THE REQUEST >> Find the line that contains "mark: the innermost point of each instance of the crowd"; then retype it and each line after it, exactly, through the final line of the data below.

Excerpt from a dataset
§

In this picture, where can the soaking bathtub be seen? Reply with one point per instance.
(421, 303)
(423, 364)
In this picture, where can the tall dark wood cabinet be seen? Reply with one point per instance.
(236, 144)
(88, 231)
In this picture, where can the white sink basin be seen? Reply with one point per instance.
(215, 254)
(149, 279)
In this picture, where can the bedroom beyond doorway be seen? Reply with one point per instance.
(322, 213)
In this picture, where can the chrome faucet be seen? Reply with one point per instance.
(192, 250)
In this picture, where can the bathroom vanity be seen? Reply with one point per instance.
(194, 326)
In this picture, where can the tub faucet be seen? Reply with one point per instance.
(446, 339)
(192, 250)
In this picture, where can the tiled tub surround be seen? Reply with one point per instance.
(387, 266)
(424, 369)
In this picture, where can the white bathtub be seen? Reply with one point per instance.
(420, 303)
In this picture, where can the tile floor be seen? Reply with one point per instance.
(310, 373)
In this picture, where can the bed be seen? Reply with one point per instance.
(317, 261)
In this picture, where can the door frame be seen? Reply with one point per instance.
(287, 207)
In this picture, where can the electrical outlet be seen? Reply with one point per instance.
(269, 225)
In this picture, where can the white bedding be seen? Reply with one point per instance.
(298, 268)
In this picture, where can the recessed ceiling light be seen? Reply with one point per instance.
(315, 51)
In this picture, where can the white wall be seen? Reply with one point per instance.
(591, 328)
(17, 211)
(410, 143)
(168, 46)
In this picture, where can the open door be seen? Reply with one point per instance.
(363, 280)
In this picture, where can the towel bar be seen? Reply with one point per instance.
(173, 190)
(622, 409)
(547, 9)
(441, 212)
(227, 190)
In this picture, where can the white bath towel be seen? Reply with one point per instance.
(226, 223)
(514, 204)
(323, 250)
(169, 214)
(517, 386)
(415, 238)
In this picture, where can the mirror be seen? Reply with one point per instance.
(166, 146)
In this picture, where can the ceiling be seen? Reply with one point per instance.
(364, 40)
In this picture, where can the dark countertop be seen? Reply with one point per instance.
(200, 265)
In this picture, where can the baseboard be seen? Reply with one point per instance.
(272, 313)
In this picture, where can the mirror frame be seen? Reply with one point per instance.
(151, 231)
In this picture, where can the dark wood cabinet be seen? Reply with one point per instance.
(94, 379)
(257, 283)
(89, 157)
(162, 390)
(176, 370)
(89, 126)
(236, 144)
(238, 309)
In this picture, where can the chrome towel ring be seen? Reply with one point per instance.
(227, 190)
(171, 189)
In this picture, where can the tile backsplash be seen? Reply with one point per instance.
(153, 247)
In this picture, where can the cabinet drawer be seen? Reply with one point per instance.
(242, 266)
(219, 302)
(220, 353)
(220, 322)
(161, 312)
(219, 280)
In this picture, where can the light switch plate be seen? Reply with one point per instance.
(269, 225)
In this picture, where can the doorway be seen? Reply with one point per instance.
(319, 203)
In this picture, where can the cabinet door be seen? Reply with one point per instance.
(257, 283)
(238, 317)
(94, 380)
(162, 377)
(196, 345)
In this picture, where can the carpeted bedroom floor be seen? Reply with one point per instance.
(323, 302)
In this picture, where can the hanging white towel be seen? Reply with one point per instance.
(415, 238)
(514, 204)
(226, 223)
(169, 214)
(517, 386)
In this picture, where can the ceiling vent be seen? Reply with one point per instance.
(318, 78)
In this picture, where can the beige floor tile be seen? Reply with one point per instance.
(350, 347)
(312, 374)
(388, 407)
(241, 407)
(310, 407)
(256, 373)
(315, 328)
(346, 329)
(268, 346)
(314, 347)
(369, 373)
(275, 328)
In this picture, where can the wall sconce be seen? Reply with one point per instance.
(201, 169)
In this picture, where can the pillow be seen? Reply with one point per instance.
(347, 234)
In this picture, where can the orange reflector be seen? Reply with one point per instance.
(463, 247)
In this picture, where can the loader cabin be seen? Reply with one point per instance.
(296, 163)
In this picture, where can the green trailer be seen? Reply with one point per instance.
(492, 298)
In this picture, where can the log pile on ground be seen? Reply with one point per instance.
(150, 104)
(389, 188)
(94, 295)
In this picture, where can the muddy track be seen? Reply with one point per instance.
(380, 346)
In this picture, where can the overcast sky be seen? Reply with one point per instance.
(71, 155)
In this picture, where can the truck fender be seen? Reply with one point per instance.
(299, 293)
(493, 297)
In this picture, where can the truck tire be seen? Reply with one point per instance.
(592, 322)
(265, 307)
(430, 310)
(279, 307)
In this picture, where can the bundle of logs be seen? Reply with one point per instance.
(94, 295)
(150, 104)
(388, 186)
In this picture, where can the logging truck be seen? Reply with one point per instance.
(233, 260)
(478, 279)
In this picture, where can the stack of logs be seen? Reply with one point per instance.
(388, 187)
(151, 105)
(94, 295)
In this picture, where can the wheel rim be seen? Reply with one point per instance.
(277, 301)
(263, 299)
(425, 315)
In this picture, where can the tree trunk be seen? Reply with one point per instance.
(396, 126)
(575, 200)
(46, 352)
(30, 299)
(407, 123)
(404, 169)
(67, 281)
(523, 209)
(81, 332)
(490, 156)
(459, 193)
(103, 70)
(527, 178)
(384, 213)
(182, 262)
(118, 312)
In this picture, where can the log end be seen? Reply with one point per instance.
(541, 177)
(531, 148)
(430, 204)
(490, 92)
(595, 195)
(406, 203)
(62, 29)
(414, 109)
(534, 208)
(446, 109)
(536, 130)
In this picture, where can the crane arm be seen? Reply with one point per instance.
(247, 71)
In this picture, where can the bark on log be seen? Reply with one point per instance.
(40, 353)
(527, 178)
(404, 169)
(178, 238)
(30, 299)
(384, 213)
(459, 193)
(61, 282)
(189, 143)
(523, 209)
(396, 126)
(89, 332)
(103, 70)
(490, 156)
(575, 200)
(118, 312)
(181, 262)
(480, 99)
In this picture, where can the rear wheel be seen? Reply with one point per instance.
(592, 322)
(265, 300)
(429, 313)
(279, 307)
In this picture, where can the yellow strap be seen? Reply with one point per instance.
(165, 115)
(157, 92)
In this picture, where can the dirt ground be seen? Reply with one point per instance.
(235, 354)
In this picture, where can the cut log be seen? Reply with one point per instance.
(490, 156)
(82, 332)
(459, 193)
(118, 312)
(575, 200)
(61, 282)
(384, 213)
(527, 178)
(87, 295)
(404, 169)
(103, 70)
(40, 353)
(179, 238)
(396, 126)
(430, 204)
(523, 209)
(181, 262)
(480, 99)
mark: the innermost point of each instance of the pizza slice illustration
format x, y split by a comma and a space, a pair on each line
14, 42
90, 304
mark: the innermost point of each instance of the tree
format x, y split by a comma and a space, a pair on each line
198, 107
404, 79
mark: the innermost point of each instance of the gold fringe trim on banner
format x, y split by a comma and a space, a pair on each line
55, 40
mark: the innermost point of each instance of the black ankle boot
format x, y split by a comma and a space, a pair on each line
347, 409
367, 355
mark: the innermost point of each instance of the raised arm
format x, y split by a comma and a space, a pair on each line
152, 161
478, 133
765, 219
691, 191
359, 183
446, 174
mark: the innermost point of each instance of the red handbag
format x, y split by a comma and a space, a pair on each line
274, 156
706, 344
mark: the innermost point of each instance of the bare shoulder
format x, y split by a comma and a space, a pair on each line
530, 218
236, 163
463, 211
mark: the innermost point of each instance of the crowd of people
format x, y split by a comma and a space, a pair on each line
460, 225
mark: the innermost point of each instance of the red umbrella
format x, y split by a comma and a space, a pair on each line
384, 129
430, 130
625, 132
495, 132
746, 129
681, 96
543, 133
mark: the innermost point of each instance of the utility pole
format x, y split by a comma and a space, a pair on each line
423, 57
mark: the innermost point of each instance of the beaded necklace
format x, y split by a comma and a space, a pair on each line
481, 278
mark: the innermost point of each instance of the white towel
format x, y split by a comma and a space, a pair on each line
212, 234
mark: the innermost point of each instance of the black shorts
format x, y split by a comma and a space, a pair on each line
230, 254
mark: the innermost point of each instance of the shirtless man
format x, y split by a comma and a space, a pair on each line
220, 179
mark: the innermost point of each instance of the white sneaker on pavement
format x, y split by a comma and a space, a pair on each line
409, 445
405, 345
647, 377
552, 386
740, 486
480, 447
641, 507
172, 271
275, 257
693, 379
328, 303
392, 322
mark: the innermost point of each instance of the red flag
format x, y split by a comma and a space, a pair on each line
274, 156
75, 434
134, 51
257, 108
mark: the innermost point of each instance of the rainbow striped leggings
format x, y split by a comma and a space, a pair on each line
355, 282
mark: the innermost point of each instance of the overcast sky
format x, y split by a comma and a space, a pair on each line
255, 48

§

EXPECTED OUTPUT >>
mark: the innermost point of each instance of the crowd of people
format x, y split by a comma and a space, a pair on each line
460, 225
mark: the innermost point of each instance of the red umbrella
format x, y split by a comma and a space, a pair on each line
384, 129
430, 130
625, 132
495, 132
746, 129
681, 96
543, 133
mark: the innermost point of each instance of the utility pole
format x, y split by a comma and a space, a pair on each line
423, 57
mark: the innermost point of each instance of the beaded necklace
format x, y split by a comma and a space, a pair on each line
481, 278
mark: the innermost point of each instance of the white towel
format x, y split by a comma and a space, a pair on each line
212, 234
mark: the innermost point of each instance of the black shorts
format x, y split by a comma and a space, a pair on each line
230, 254
mark: the innermost point of each instance of the shirtless man
format x, y split by a comma and a space, a pair on each line
220, 179
mark: the innermost point of each instance of the white sneaker on pavement
format x, y split by a comma and a space, a pair on each line
409, 445
405, 345
647, 377
552, 386
740, 486
480, 447
641, 507
172, 271
275, 257
693, 379
328, 303
392, 322
mark: the innermost point of each instance of the red flag
format x, y split by a comma and a space, a pair on each line
274, 156
75, 434
134, 51
257, 108
mark: the innermost point of each instance of the rainbow striped leggings
format x, y split by a comma and a space, a pair on each line
355, 282
mark: the innermost point of each instance of the overcast sky
format x, y split by a comma and a space, a pair on each line
255, 48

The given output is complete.